### WRITTEN EXERCISE 1
From the book description, list the nicknames of Frederick's fellow troop mates at the camp.

Lions & Liars
Author: Kate Beasley; illustrated by Dan Santat
Holes meets The Goonies in the highly anticipated second middle-grade novel from the author of Gertie's Leap to Greatness!
Frederick Frederickson has a food-chain theory about life. There are lions, like the school bully. Gazelles, like the bullied kids. There are meerkats, and the fleas that live on the butts of meerkats. Frederick's a flea.
Fifth grade is off to a terrible start when Frederick is sent to a disciplinary camp for troublesome boys. His fellow troop mates—Nosebleed, Specs, The Professor, and little-yet-lethal Ant Bite—are terrifying. But in between trust-building exercises and midnight escape attempts, a tenuous friendship grows between them. Which is lucky, because a Category 5 hurricane is coming and everyone will have to work together—lions and fleas alike—to survive!
Kate Beasley outdoes herself in this hilarious, whip-smart tale of brotherhood, survival, and what it really means to be a friend.

### RECORDS PROVIDED
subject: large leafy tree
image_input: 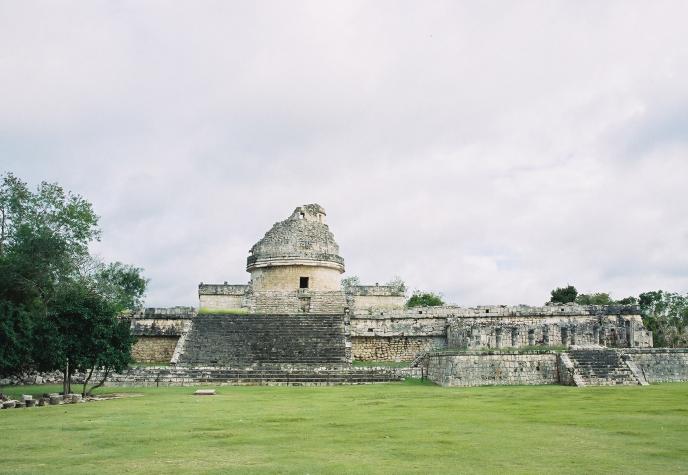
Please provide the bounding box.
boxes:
[0,174,147,389]
[638,290,688,347]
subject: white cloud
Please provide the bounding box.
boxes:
[0,1,688,305]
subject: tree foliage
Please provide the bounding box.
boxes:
[406,290,444,308]
[549,285,578,303]
[0,174,147,390]
[638,290,688,347]
[342,275,361,292]
[385,275,406,295]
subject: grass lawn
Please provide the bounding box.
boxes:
[0,382,688,474]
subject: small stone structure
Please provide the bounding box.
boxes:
[130,307,196,363]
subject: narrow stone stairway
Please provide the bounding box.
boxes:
[568,348,641,386]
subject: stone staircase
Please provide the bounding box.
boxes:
[568,348,647,386]
[107,366,403,386]
[175,314,348,368]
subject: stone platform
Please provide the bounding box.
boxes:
[106,366,403,386]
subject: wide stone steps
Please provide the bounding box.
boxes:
[178,314,347,366]
[569,349,639,386]
[109,368,401,386]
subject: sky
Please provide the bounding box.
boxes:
[0,0,688,306]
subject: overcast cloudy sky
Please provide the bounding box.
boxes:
[0,0,688,306]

### WRITTEN EXERCISE 2
Pull out every line of the listing that contains the string "stone".

### WRITTEN SOLUTION 1
Nosebleed, Specs, The Professor, Ant Bite

### WRITTEN SOLUTION 2
subject: small stone structure
subject: narrow stone stairway
subject: stone staircase
subject: stone platform
subject: wide stone steps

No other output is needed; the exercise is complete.